◆ **WORK TO BE COMPLETED**
Write out the lines below word for word, leaving out the pictures.

◆ **MATERIAL**
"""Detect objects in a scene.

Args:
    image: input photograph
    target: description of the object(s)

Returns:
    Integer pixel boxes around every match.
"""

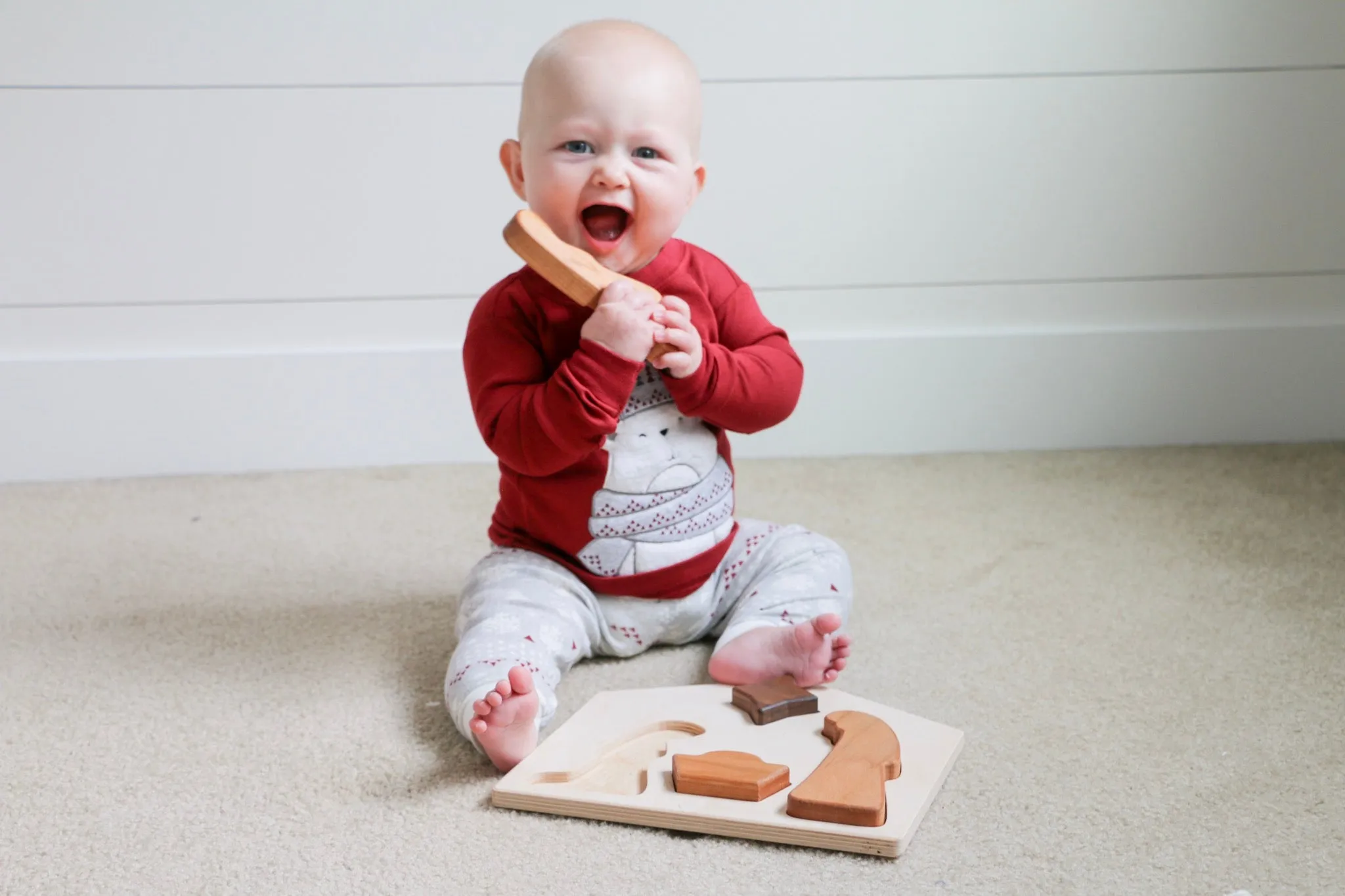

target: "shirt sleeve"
[463,287,642,475]
[663,280,803,433]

◆ **ANSWER TO THE TASK**
"""Detect objects in a scene.

Args:
    image: input photograph
    target: description of the object(s)

Returns:
    Integer pixel boxes around every match.
"""


target: "shirt sleeve"
[463,287,642,475]
[663,280,803,433]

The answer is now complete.